§ What this task involves:
Pick out every line in the entries below that contains the string "white", and copy each one. Case matters.

§ Stored data:

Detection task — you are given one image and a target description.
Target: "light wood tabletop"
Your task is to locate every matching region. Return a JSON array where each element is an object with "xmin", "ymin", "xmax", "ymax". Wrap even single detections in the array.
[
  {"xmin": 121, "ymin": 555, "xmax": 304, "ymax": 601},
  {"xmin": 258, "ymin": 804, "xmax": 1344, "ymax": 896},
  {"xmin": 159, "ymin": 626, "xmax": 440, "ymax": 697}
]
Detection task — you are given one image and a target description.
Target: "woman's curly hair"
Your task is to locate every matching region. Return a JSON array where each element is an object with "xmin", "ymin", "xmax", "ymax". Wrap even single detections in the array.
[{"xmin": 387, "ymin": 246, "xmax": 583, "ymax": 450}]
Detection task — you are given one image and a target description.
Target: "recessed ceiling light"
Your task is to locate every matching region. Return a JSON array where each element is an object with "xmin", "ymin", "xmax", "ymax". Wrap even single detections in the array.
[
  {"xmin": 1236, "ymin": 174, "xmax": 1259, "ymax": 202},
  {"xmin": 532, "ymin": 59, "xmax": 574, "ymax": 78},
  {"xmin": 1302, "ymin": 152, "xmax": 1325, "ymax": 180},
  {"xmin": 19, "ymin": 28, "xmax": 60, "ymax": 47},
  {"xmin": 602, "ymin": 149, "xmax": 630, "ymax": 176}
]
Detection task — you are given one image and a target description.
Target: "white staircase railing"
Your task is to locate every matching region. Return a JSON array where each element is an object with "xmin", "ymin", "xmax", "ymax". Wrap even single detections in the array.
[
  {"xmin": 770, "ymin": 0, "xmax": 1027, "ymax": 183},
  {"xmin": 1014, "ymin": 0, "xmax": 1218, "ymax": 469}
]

==

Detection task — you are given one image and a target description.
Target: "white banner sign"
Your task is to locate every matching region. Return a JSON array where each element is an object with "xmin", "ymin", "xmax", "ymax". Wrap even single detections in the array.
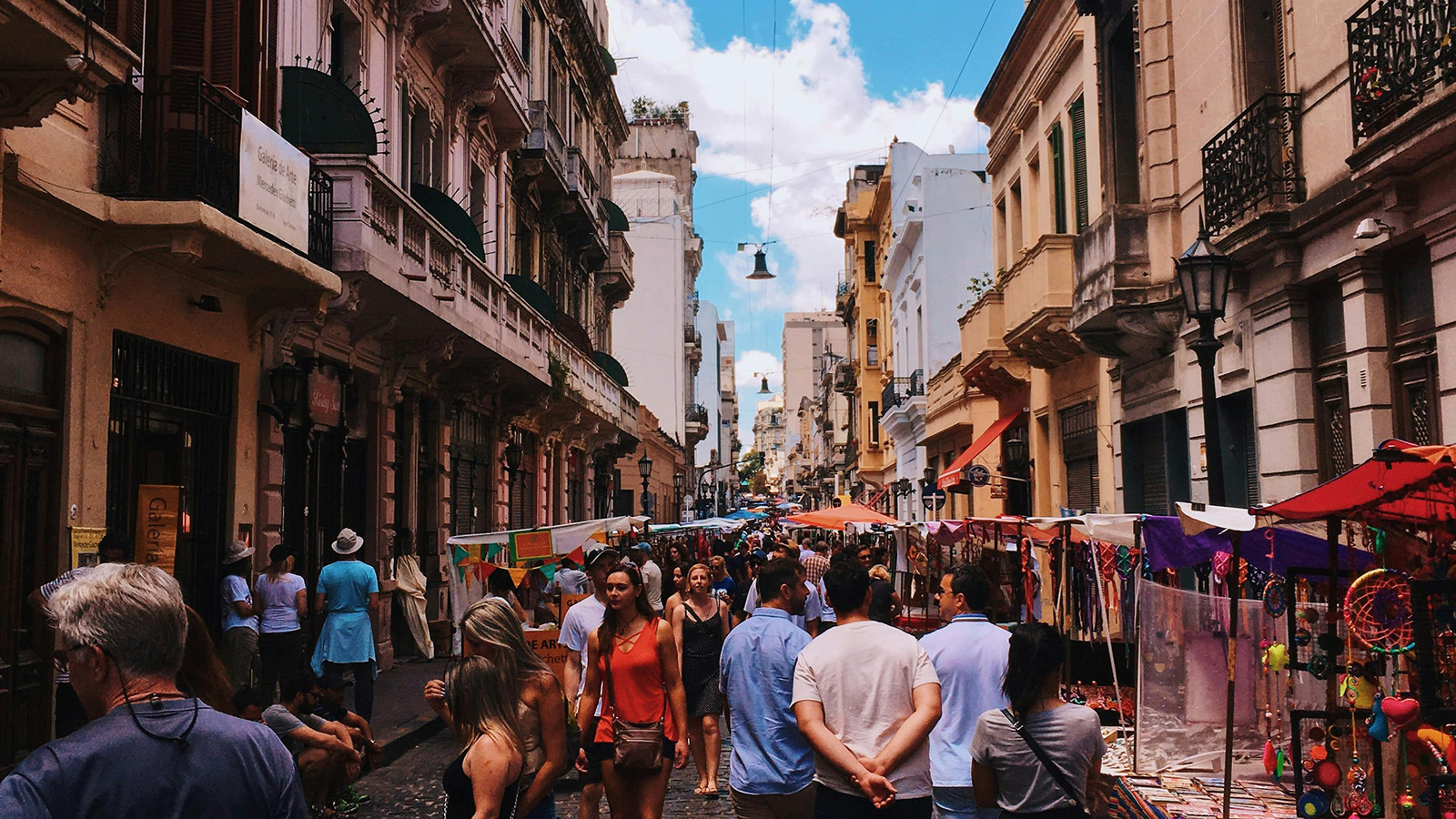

§ Written response:
Target: "white staircase railing"
Target: "white banner sign"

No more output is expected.